-------- Document excerpt

We again see that there is an unexpected line (the .uid method). Manually add the lock and unlock function calls:

Finding the second section that was rejected, we also see it’s an issue involving locks:

Save it, and we should (hopefully) be done patching!

Building After The Manual Patch

Now, let’s pick up where the jetson hacks scripts have left off:

cd kernel/kernel-4.4
make xconfig

Before changing any of the configuration parameters, let’s verify that things compile without tweaking the preemption model. Just go ahead and save the default values as .config.
Continuing on with the jetson hacks stuff, lets go back to the git directory and source the makeKernel.shscript and see if it compiles.

----------------

According to the kernel patching excerpt, under what name should the default configuration values be saved? The listing is unrelated to the kernel patching excerpt.

-------- Supplied information

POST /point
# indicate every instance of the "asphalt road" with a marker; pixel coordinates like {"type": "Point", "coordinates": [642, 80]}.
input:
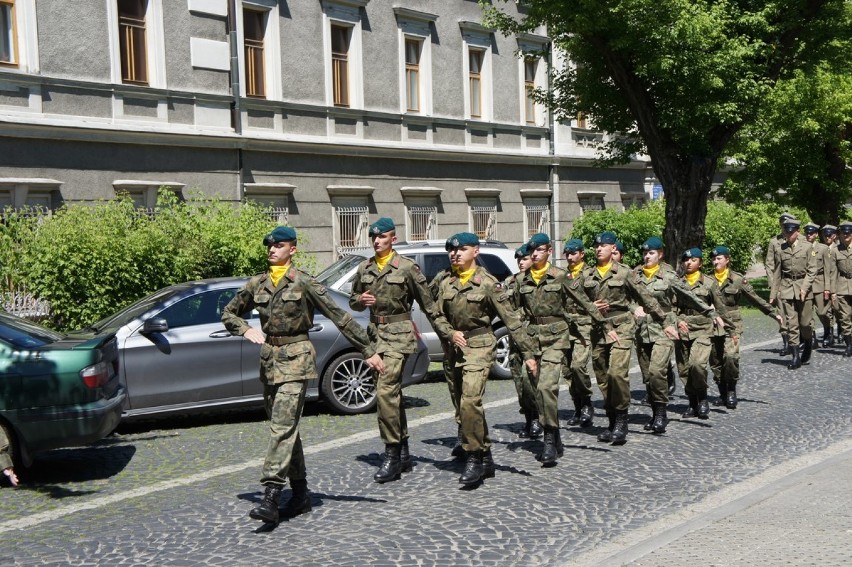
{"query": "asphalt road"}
{"type": "Point", "coordinates": [178, 492]}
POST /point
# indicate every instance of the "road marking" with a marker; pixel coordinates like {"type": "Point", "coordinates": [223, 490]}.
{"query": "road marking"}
{"type": "Point", "coordinates": [99, 502]}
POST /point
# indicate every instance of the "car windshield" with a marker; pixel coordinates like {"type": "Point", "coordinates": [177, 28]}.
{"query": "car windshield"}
{"type": "Point", "coordinates": [20, 333]}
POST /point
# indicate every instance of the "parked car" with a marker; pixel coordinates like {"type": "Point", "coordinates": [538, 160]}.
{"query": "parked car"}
{"type": "Point", "coordinates": [432, 257]}
{"type": "Point", "coordinates": [177, 357]}
{"type": "Point", "coordinates": [56, 391]}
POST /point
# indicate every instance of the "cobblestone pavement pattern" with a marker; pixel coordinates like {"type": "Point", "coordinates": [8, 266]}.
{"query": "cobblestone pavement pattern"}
{"type": "Point", "coordinates": [137, 498]}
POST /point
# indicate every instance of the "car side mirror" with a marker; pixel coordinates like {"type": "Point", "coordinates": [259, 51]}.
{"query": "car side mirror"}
{"type": "Point", "coordinates": [155, 325]}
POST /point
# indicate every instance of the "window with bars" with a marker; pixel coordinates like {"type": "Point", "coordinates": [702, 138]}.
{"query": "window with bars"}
{"type": "Point", "coordinates": [340, 64]}
{"type": "Point", "coordinates": [422, 222]}
{"type": "Point", "coordinates": [254, 29]}
{"type": "Point", "coordinates": [132, 41]}
{"type": "Point", "coordinates": [351, 229]}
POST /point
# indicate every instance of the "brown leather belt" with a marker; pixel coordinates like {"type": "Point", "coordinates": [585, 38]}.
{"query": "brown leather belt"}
{"type": "Point", "coordinates": [385, 319]}
{"type": "Point", "coordinates": [281, 340]}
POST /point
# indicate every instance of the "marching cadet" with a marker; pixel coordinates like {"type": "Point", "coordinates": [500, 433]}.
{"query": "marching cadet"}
{"type": "Point", "coordinates": [612, 287]}
{"type": "Point", "coordinates": [794, 273]}
{"type": "Point", "coordinates": [543, 290]}
{"type": "Point", "coordinates": [388, 284]}
{"type": "Point", "coordinates": [579, 379]}
{"type": "Point", "coordinates": [523, 384]}
{"type": "Point", "coordinates": [774, 244]}
{"type": "Point", "coordinates": [470, 299]}
{"type": "Point", "coordinates": [654, 343]}
{"type": "Point", "coordinates": [725, 356]}
{"type": "Point", "coordinates": [822, 283]}
{"type": "Point", "coordinates": [842, 286]}
{"type": "Point", "coordinates": [286, 300]}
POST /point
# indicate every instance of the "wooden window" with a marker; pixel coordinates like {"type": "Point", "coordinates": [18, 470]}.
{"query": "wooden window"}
{"type": "Point", "coordinates": [254, 28]}
{"type": "Point", "coordinates": [412, 74]}
{"type": "Point", "coordinates": [475, 58]}
{"type": "Point", "coordinates": [132, 41]}
{"type": "Point", "coordinates": [8, 43]}
{"type": "Point", "coordinates": [340, 64]}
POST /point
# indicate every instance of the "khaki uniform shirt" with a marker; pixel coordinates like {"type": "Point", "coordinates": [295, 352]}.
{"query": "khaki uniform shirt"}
{"type": "Point", "coordinates": [396, 288]}
{"type": "Point", "coordinates": [287, 312]}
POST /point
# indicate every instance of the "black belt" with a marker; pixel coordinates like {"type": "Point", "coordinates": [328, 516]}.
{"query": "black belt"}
{"type": "Point", "coordinates": [281, 340]}
{"type": "Point", "coordinates": [384, 319]}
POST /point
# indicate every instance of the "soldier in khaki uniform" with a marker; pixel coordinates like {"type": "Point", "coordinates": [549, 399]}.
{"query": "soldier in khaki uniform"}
{"type": "Point", "coordinates": [470, 299]}
{"type": "Point", "coordinates": [725, 356]}
{"type": "Point", "coordinates": [388, 284]}
{"type": "Point", "coordinates": [613, 287]}
{"type": "Point", "coordinates": [523, 384]}
{"type": "Point", "coordinates": [544, 291]}
{"type": "Point", "coordinates": [842, 285]}
{"type": "Point", "coordinates": [286, 300]}
{"type": "Point", "coordinates": [795, 271]}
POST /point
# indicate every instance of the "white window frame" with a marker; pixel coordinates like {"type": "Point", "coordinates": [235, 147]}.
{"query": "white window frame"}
{"type": "Point", "coordinates": [271, 47]}
{"type": "Point", "coordinates": [155, 44]}
{"type": "Point", "coordinates": [345, 13]}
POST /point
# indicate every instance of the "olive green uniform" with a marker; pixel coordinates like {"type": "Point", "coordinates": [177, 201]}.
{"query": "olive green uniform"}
{"type": "Point", "coordinates": [287, 359]}
{"type": "Point", "coordinates": [470, 308]}
{"type": "Point", "coordinates": [391, 332]}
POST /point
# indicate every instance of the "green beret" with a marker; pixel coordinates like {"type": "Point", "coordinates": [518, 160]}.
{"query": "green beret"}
{"type": "Point", "coordinates": [653, 243]}
{"type": "Point", "coordinates": [280, 234]}
{"type": "Point", "coordinates": [606, 237]}
{"type": "Point", "coordinates": [382, 226]}
{"type": "Point", "coordinates": [464, 239]}
{"type": "Point", "coordinates": [538, 239]}
{"type": "Point", "coordinates": [720, 251]}
{"type": "Point", "coordinates": [691, 253]}
{"type": "Point", "coordinates": [574, 245]}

----------------

» **Exercise answer**
.config